* _TASK DIRECTIONS_: Transcribe the entries below line for line, without changing anything. Leave out the pictures.

Stored entries
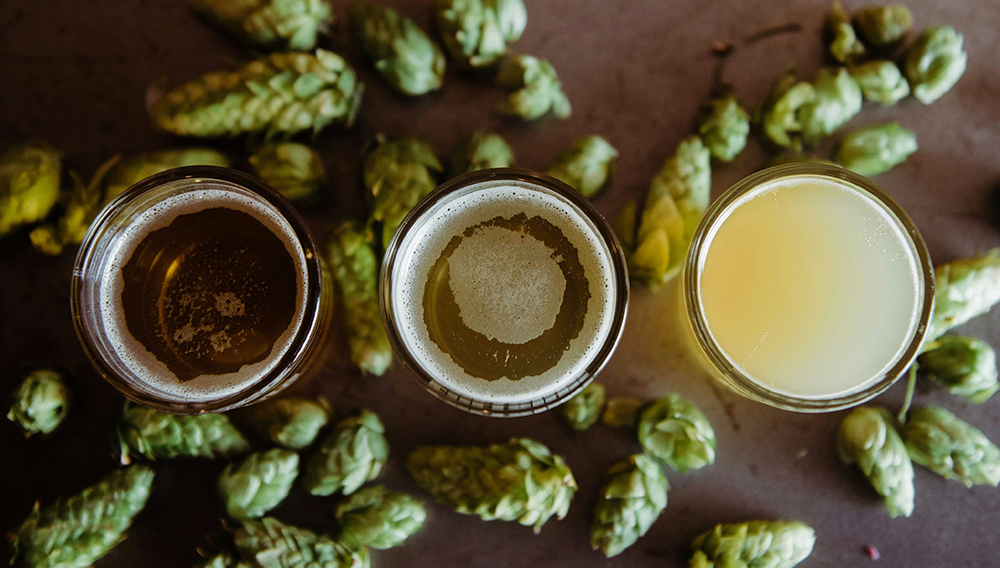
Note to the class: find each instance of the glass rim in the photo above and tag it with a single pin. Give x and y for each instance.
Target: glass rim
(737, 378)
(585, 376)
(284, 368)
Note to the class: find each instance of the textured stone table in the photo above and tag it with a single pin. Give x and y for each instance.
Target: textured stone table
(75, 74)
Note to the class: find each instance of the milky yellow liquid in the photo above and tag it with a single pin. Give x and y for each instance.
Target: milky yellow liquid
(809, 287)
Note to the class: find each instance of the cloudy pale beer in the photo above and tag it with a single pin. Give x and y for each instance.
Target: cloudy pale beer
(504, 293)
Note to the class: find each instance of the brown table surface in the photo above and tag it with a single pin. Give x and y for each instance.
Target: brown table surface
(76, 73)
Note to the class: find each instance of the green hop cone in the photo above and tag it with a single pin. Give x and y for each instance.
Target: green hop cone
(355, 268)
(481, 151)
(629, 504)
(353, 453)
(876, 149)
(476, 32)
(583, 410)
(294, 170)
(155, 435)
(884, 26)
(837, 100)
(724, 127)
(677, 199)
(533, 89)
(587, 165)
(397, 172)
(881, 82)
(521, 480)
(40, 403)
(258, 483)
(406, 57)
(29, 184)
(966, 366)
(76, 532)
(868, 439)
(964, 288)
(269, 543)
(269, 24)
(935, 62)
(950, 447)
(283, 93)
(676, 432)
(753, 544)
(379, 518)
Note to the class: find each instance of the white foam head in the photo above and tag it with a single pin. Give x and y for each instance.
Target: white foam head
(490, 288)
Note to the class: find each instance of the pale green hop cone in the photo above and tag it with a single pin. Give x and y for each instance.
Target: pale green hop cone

* _SOLUTION TO THIS PROBLEM_:
Note to the class: find each instance of the glass rim in the photo above and tag it with a single pin. Give x and y for each instance.
Target: glass rim
(737, 378)
(585, 376)
(284, 368)
Note to the class: find each instance of the textured stone table in the photo above and tag it with a single pin. Give x and y for each instance.
Target: textured stone table
(75, 74)
Note to the class: find each instance of the milky yellow liquid in the photo above and tag it with a single pin. Give x and y for each instance.
Target: milky yellow liquid
(809, 287)
Note to the class: find each instance of the cloudy pale beer in the photo above and tag it with a single pin. Give x and y for each instance.
Target: cloudy pale beer
(504, 293)
Note to the class: find each instance of the brown table surface in the photo above and tag it with a single pin. Give x and y for each instance.
Target: brown table surface
(76, 73)
Note to the class: find each instance of the green hop cone in the photo above and tag it with a single pin. Give x and y for each instance.
Target: green hop cone
(355, 268)
(481, 151)
(629, 504)
(353, 453)
(876, 149)
(476, 32)
(583, 410)
(294, 170)
(155, 435)
(884, 26)
(837, 100)
(724, 127)
(677, 199)
(533, 89)
(587, 165)
(397, 172)
(881, 82)
(521, 480)
(40, 403)
(258, 483)
(406, 57)
(29, 184)
(966, 366)
(76, 532)
(868, 439)
(964, 288)
(269, 543)
(269, 24)
(935, 62)
(950, 447)
(283, 93)
(676, 432)
(753, 544)
(379, 518)
Note to the class: find each instance of the white foam head in the photo above and tag it with a single pin. Give x and y for each instance.
Target: white foam head
(490, 288)
Note to the class: find each instance of the pale green hop cone in the photo above and tag it with a single pin. Give x and y for each instance.
Target: pale green hop cone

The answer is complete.